*Stored records*

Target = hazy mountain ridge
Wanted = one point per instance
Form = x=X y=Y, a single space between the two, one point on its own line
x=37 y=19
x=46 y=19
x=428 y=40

*Task*
Copy out each of the rows above word for word, keeping every line as it appears.

*Response for this exercise*
Target = hazy mountain ridge
Wanted = one point per instance
Form = x=X y=Y, a single space between the two, one point on its own line
x=37 y=19
x=46 y=19
x=428 y=40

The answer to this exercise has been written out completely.